Video by A.B. Quintanilla y Los Kumbia Kings
- Released: October 21, 2003
- Recorded: 1999–2003
- Genre: Cumbia
- Length: 49:40
- Label: EMI Latin

A.B. Quintanilla y Los Kumbia Kings chronology
|  | La Historia (2003) | Duetos (2005) |

= La Historia (Kumbia Kings video album) =

La Historia is a DVD by A.B. Quintanilla y Los Kumbia Kings. It was released on October 21, 2003.

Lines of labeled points
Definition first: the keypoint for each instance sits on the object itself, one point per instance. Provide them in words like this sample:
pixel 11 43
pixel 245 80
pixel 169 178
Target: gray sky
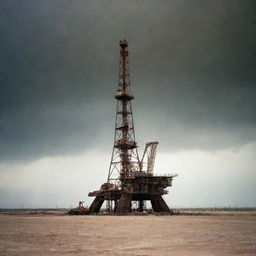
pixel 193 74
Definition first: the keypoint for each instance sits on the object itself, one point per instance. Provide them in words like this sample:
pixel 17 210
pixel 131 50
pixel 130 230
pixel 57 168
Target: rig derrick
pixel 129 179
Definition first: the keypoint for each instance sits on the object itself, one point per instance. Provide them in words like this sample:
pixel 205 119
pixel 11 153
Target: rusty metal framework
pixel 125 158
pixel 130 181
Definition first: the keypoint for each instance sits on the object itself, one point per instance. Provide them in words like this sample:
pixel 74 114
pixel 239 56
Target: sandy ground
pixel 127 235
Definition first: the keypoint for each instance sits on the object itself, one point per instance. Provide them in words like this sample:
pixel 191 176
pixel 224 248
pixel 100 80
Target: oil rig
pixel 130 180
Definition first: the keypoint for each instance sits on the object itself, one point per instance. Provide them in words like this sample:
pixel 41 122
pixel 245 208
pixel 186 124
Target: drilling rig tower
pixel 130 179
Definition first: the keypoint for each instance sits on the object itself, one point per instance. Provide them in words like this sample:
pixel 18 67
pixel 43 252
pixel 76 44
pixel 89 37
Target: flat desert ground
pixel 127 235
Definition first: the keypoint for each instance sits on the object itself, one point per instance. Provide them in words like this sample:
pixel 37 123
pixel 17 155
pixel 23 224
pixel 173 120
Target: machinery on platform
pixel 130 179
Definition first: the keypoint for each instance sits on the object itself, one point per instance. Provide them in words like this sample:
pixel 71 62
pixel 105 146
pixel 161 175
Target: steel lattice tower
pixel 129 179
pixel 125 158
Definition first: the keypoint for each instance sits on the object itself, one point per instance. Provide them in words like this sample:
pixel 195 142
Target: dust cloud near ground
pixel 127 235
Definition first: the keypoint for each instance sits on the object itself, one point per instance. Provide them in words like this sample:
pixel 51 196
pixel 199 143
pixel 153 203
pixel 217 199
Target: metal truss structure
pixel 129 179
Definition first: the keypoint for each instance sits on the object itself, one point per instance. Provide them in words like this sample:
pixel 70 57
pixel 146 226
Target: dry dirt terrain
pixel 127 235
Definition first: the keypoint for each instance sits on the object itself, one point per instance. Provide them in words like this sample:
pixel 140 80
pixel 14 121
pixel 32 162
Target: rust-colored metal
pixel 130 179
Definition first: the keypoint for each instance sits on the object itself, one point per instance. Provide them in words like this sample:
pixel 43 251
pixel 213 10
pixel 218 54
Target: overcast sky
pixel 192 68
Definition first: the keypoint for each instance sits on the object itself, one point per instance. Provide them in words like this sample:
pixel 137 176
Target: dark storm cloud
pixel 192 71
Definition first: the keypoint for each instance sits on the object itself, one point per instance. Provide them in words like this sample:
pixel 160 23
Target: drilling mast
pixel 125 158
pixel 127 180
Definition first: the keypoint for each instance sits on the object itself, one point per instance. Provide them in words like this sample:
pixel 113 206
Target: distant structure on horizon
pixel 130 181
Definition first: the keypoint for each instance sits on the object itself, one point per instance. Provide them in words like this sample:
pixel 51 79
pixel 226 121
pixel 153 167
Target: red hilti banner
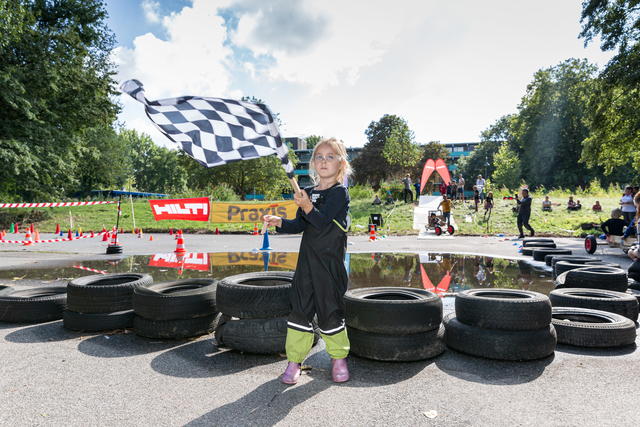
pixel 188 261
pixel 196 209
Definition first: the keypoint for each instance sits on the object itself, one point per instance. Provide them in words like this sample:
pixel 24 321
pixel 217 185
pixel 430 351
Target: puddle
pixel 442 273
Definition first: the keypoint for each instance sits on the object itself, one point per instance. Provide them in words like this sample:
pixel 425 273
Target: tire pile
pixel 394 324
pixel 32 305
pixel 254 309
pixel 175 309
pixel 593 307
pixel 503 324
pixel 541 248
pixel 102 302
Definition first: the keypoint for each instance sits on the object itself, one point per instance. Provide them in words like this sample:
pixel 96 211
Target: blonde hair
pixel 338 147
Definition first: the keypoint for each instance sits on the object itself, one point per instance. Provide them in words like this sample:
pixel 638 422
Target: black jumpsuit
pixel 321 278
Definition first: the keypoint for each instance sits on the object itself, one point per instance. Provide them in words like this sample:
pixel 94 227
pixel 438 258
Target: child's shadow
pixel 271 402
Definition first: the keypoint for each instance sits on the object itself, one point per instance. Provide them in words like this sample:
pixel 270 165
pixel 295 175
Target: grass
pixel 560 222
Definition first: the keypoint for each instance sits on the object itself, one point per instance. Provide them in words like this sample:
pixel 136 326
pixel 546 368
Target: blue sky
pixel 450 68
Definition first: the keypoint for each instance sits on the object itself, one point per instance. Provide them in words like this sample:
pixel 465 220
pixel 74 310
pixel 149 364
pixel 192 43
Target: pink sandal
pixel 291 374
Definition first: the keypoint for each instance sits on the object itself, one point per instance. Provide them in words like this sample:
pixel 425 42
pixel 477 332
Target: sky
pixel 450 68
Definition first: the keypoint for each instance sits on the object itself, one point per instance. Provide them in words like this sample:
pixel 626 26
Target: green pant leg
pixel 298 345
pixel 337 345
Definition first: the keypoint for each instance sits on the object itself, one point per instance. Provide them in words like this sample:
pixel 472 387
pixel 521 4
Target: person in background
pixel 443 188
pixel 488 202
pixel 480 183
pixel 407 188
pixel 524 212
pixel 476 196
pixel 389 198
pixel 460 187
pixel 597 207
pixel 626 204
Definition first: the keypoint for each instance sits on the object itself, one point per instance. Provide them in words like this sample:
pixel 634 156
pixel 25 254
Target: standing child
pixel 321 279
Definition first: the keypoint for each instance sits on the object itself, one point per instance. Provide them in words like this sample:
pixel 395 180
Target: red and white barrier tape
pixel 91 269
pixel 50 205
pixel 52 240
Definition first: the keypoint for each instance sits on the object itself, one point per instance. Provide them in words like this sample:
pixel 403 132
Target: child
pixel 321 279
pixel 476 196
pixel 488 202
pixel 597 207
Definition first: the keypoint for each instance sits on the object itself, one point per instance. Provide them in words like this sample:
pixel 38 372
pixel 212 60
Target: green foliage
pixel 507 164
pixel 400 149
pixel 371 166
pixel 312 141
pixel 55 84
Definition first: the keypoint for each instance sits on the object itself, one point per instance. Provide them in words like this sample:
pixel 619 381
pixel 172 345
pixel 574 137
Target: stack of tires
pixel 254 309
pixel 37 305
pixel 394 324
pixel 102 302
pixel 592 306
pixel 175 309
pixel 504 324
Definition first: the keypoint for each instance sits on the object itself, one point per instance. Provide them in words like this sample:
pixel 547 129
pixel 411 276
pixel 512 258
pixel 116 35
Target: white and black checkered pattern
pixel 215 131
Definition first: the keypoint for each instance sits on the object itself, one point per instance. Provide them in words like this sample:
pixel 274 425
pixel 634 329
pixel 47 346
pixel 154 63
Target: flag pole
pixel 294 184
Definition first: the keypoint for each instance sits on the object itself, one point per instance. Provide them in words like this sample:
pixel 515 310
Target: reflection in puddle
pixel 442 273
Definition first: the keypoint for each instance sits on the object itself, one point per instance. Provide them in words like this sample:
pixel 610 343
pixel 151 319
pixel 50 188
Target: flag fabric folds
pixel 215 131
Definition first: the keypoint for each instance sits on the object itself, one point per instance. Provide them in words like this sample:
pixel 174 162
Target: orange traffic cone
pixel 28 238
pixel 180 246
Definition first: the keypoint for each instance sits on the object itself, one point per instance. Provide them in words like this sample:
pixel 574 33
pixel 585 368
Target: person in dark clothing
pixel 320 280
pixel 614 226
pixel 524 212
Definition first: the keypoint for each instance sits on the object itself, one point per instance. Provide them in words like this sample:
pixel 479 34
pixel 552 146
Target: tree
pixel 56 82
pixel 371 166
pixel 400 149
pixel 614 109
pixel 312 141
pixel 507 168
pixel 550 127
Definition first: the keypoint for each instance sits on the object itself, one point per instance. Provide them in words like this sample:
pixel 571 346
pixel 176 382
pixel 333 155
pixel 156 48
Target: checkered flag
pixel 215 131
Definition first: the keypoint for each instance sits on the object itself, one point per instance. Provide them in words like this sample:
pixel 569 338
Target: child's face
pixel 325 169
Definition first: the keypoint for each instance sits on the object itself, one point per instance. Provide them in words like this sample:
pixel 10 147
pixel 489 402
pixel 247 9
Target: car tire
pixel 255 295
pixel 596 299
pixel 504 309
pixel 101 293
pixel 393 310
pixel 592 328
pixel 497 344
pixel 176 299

- WORK TO BE COMPLETED: Can you repeat, word for word, the part of the La Historia article that opens with the words containing "A.B. Quintanilla y Los Kumbia Kings chronology" and closes with "October 21, 2003."? Rely only on the La Historia article for your answers.

- CORRECT OUTPUT:
A.B. Quintanilla y Los Kumbia Kings chronology
|  | La Historia (2003) | Duetos (2005) |

= La Historia (Kumbia Kings video album) =

La Historia is a DVD by A.B. Quintanilla y Los Kumbia Kings. It was released on October 21, 2003.